MOSCOW MURDER MYSTERY FOCUSES ON FORMER GTA MOBSTER
http://www.thestar.com/news/gta/crime/article/1227911--moscow-murder-mystery-focuses-on-former-gta-mobster
Published on Tuesday July 17, 2012
MIKE KELLY/TORONTO STAR Alex Yaari, centre, is escorted in handcuffs
after arriving at Pearson International Airport in October 1992,
charged with murder and robbery in the slaying of a local jeweller.
He remains under suspicion in the 1989 death of a Paris art dealer
in Moscow.
Peter Edwards Staff Reporter
The last time he was seen alive, Parisian art dealer Garabed (Garig)
Basmadjian, was stepping from a Moscow hotel near the Kremlin into
a waiting car on July 29, 1989.
Not long after that, Moscow police discovered his blood-spattered
Mercedes and, shortly afterwards, they were hearing stories of how
his body had been chopped into bits and spread about a mountainous
area outside the city.

What to produce: Reproduce everything in the Moscow murder article from "Basmadjian, was stepping" down to "outside the city.", replacing "Mercedes" with "sedan".

Material:
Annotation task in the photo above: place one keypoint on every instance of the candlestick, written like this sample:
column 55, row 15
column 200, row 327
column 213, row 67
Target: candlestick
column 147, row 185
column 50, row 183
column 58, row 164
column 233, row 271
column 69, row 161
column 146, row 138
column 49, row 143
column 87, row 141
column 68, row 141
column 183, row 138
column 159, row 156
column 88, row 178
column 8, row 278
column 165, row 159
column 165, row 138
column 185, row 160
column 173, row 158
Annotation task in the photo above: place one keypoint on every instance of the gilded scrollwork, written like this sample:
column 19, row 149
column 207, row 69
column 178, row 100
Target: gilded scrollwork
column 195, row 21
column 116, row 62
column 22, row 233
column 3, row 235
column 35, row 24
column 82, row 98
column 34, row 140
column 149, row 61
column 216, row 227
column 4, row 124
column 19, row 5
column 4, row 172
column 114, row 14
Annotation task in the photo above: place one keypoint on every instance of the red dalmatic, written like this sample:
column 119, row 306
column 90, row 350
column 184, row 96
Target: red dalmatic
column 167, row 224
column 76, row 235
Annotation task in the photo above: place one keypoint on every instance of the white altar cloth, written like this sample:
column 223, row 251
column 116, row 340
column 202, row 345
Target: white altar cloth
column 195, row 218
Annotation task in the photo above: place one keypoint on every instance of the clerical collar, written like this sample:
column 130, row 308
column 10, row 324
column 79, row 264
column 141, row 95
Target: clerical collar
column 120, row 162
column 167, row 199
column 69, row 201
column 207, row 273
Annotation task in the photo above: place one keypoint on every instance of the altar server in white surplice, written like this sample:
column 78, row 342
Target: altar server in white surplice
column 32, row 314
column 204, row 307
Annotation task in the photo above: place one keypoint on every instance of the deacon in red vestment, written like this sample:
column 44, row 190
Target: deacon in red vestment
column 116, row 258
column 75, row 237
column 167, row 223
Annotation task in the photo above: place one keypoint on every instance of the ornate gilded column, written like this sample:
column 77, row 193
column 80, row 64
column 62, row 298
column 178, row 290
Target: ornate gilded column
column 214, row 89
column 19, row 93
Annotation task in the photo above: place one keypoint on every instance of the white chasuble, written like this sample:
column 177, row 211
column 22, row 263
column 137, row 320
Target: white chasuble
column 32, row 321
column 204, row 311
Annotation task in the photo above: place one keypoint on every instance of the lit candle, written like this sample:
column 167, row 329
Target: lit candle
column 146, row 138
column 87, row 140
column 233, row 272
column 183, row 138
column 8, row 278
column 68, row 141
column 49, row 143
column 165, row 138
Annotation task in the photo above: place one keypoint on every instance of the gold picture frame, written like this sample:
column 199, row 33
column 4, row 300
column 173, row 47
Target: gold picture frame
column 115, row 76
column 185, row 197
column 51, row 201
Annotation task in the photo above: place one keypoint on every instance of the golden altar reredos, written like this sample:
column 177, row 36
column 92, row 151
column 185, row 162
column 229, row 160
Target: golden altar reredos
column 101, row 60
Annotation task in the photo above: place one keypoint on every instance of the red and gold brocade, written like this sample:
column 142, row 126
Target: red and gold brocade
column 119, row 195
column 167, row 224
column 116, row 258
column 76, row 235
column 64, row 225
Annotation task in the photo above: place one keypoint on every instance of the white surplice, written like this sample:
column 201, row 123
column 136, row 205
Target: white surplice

Completed exercise:
Basmadjian, was stepping from a Moscow hotel near the Kremlin into
a waiting car on July 29, 1989.
Not long after that, Moscow police discovered his blood-spattered
sedan and, shortly afterwards, they were hearing stories of how
his body had been chopped into bits and spread about a mountainous
area outside the city.